* [Stored items from a collection]:
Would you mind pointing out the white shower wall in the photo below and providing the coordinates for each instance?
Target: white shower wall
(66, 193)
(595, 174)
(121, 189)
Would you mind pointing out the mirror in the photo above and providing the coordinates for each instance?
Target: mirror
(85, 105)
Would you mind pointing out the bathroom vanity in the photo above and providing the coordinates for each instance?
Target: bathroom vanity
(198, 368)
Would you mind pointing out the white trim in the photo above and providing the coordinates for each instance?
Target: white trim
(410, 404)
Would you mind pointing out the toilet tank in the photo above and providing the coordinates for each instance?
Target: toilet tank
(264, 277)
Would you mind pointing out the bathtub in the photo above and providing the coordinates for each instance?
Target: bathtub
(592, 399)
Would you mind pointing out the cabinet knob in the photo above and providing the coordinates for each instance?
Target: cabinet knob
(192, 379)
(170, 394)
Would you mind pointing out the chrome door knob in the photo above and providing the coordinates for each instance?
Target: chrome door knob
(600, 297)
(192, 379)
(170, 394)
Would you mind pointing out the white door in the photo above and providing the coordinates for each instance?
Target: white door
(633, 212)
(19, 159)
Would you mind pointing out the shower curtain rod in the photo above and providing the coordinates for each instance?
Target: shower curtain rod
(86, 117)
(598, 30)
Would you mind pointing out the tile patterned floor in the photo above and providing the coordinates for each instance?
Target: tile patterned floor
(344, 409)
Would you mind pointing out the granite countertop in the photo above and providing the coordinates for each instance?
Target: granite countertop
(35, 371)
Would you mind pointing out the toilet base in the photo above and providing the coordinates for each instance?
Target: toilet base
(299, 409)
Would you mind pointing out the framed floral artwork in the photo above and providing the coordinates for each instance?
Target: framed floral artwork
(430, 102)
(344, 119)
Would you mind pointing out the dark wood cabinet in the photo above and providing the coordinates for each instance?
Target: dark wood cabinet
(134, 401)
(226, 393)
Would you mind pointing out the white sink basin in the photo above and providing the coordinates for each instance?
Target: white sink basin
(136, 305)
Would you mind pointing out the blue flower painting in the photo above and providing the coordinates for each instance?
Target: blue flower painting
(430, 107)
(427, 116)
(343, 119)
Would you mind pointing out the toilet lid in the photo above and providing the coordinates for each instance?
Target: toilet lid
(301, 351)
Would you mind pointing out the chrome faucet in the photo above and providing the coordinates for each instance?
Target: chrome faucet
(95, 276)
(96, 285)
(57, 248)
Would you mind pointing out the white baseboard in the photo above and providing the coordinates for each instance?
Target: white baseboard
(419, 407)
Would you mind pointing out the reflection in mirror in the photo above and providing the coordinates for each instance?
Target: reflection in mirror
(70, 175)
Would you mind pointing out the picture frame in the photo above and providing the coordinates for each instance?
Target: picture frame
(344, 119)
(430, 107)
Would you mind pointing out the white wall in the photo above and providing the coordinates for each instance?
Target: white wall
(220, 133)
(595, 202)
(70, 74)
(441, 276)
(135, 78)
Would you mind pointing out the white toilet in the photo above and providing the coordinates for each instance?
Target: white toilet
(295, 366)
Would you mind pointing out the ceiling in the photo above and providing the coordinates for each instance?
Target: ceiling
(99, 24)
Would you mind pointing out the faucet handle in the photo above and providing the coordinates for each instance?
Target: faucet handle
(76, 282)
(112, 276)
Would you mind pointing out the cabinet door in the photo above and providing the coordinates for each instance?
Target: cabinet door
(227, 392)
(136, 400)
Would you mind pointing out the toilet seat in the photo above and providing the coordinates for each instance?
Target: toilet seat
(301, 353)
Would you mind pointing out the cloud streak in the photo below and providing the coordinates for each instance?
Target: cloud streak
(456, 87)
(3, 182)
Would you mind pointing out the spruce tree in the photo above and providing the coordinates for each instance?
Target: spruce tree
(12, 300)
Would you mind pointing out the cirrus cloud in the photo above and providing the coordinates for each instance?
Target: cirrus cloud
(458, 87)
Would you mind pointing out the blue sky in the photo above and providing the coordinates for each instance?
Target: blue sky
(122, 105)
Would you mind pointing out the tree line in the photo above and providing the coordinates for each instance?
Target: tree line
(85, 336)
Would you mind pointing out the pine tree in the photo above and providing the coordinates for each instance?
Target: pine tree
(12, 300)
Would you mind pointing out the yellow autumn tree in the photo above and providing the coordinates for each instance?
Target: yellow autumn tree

* [WHAT YOU HAVE TO DO]: Please repeat the records so that each one reads exactly as it does above.

* [ANSWER AREA]:
Would you mind pointing out the white shower wall in the photo below and providing the coordinates for each instance?
Target: white shower wall
(66, 193)
(595, 174)
(121, 189)
Would you mind pointing out the mirror in the photo above and providing the coordinates for each instance?
Target: mirror
(85, 105)
Would you mind pointing out the bathroom vanity in the photo above and providing the coordinates for each instance?
Target: bathroom vanity
(198, 368)
Would you mind pointing out the white trim in the photo above and providing the coordinates for each instance?
Target: white trim
(410, 404)
Would you mind pointing out the toilet tank in the photo above and providing the coordinates for each instance?
Target: toilet tank
(264, 277)
Would you mind pointing out the bathtub in the photo above and providing the coordinates for each instance?
Target: bathtub
(592, 399)
Would you mind pointing out the cabinet knob in the photo above and providing the coordinates for each instance?
Target: cabinet knob
(192, 379)
(170, 394)
Would you mind pointing out the chrome door knob in the photo above and providing the coordinates for each instance?
Target: chrome door knob
(600, 297)
(192, 379)
(170, 394)
Would you mind pointing out the white door in the photo above and providing the coordinates for each instance?
Target: white door
(633, 212)
(19, 159)
Would you mind pointing out the shower curtain rod in the photo above and providing the coordinates for each instance?
Target: shower curtain rod
(86, 117)
(598, 30)
Would you mind pointing out the tile patterned floor in the photo above and providing the coordinates for each instance?
Target: tile patterned floor
(344, 409)
Would you mind pointing out the granite countertop in the photo above and providing the coordinates for each instance?
Target: granite countertop
(35, 371)
Would you mind pointing out the toilet base in the photo above and providing the coordinates for each instance?
Target: toilet base
(299, 409)
Would you mind pointing out the framed floral artwork in the photo above and providing the coordinates for each instance?
Target: framed floral artwork
(430, 102)
(344, 119)
Would you mind pointing out the dark wood cabinet in the photo above and providing the coordinates for each instance?
Target: dark wood cabinet
(134, 401)
(226, 393)
Would you mind pointing out the white sink basin in the photo above and providing the coordinates for each instance?
Target: white sink basin
(136, 305)
Would you mind pointing out the blue flower painting in the photo above and providing the coordinates for each instance?
Target: blue flower painting
(430, 107)
(427, 116)
(343, 119)
Would you mind pointing out the toilet lid in the photo above and providing the coordinates for each instance?
Target: toilet lid
(301, 351)
Would you mind pointing out the chrome faucet in the photo above and providing the coordinates for each instance?
Target: chrome faucet
(95, 276)
(96, 285)
(57, 248)
Would you mind pointing out the white baseboard in the photo above and providing the coordinates for each instance?
Target: white baseboard
(419, 407)
Would you mind pointing out the reflection in mirror in the photo above and providing the coordinates for each instance?
Target: reflection in mirror
(70, 175)
Would you mind pointing out the picture frame in the photo above and providing the coordinates for each instance?
Target: picture frame
(344, 119)
(430, 107)
Would you mind pointing out the white wall in the photo above and providing the coordinates for each instance?
Target: white wall
(220, 133)
(595, 202)
(70, 74)
(441, 276)
(135, 78)
Would you mind pointing out the white toilet in the photo above and providing the coordinates for each instance?
Target: white toilet
(295, 366)
Would you mind pointing out the ceiling in the photo above and providing the coordinates for each instance?
Target: ceiling
(99, 24)
Would you mind pointing out the faucet handle in the photo above and providing the coordinates for each instance?
Target: faucet handle
(76, 282)
(112, 276)
Would you mind pointing out the cabinet door in the photo above and providing the coordinates for each instance?
Target: cabinet door
(227, 392)
(136, 400)
Would you mind pointing out the toilet seat in the photo above and providing the coordinates for each instance?
Target: toilet seat
(301, 353)
Would you mind pointing out the cloud streak in the photo below and providing the coordinates for each instance?
Target: cloud streak
(456, 87)
(3, 182)
Would you mind pointing out the spruce tree in the photo above and providing the coordinates for each instance?
Target: spruce tree
(12, 300)
Would you mind pointing out the cirrus cloud in the photo above and providing the coordinates for each instance?
Target: cirrus cloud
(458, 87)
Would you mind pointing out the blue sky in the photo above and providing the coordinates for each instance?
Target: blue sky
(122, 105)
Would you mind pointing out the tree line in the photo above and providing the coordinates for each instance?
Target: tree line
(85, 336)
Would you mind pointing out the pine tree in the photo above and providing the coordinates for each instance?
Target: pine tree
(12, 300)
Would you mind pointing out the yellow autumn tree in the photo above and providing the coordinates for each instance?
Target: yellow autumn tree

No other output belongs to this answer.